SOURCE DOCUMENT Start Marker

Spring seems to have brought a second quarterly decline in real gross domestic product (GDP). Since this marks the commonly understood definition of recession, many have declared that this unwanted turn has arrived. The White House, for pretty obvious reasons, is reluctant to use the dreaded word and has used technicalities to avoid doing so. Beside this sterile semantic argument, reality is nonetheless clear: the U.S. economy is weak and if not already in recession is likely to go into one relatively soon. Indeed, the economic harm of inflation and the financial strains of the Federal Reserve’s (Fed’s) efforts fight it make recession all but inevitable.
Certainly, a lot of the news looks bad. The GDP report for the second quarter painted a picture of widespread if not yet severe weakness. Overall, real GDP fell at a 0.9 percent annual rate. Real consumer spending slowed from a 1.8% annual growth rate in the first quarter to a meagre 1.0% rate in the spring quarter. Residential construction fell at an outright 14% annual rate in the second quarter, while business spending on structures and equipment, including technology, after a robust 10% rate of advance in the first quarter fell at a 0.1% annual rate in spring. Even government spending shrank in real terms, at a 1.9% annual rate. Beyond this important GDP accounting, the Purchasing Managers’ Index for July looked less than encouraging. It came in at a level of 47.5, well below the level of 50 that demarcates the distinction between growth and decline. One part of the Labor Department’s employment report, the part that surveys households, showed an employment decline of 315,000 for the month of June.

SOURCE DOCUMENT End Marker
GIVEN INFORMATION Start Marker

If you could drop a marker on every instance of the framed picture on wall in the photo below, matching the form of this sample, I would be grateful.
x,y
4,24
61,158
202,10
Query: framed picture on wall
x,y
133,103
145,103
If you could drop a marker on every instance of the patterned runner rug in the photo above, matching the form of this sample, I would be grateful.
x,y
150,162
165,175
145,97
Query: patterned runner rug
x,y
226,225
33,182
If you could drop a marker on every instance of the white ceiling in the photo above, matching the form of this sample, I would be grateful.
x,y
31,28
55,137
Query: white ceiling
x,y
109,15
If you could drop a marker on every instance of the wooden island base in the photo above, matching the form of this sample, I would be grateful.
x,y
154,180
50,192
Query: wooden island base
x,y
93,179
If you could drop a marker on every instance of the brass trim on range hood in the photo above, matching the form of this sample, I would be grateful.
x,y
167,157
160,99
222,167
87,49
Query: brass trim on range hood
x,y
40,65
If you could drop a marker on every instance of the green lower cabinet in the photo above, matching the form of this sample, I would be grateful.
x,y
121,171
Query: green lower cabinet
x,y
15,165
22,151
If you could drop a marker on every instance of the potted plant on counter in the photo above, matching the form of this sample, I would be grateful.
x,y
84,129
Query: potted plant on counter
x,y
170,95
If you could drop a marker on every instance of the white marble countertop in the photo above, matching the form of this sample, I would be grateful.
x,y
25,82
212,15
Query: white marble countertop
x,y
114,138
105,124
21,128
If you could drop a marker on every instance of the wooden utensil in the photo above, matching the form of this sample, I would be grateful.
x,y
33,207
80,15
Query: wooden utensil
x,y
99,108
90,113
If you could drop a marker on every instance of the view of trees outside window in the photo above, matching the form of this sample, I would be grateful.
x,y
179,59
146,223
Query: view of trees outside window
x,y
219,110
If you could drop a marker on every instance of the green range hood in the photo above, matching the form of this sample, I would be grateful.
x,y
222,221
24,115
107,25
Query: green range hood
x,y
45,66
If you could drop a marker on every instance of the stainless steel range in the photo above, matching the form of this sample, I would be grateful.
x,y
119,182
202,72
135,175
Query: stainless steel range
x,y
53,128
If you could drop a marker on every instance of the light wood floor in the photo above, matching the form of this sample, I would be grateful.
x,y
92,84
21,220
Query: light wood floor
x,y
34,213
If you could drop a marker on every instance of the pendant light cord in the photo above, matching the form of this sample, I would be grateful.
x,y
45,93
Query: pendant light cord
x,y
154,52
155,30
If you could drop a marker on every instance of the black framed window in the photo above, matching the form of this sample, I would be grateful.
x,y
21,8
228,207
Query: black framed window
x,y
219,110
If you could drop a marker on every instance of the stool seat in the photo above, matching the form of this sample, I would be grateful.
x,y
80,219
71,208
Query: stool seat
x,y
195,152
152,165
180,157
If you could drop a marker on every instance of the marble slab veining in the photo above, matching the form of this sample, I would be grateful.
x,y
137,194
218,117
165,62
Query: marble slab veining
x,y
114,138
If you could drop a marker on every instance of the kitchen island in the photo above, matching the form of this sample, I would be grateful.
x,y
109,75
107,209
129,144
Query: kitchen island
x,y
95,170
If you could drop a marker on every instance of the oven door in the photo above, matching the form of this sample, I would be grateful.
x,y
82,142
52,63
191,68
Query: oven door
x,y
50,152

GIVEN INFORMATION End Marker

CHECK YOUR UNDERSTANDING
- A) In the passage on the U.S. economy, what level did the Purchasing Managers' Index for July come in at?
- B) Please duplicate the passage on the U.S. economy word for word, starting with "Spring seems to" and going on through "all but inevitable.".
The entries have no part in this work.

SOLUTIONS TO THE PROBLEMS
- A) 47.5

- B)
Spring seems to have brought a second quarterly decline in real gross domestic product (GDP). Since this marks the commonly understood definition of recession, many have declared that this unwanted turn has arrived. The White House, for pretty obvious reasons, is reluctant to use the dreaded word and has used technicalities to avoid doing so. Beside this sterile semantic argument, reality is nonetheless clear: the U.S. economy is weak and if not already in recession is likely to go into one relatively soon. Indeed, the economic harm of inflation and the financial strains of the Federal Reserve’s (Fed’s) efforts fight it make recession all but inevitable.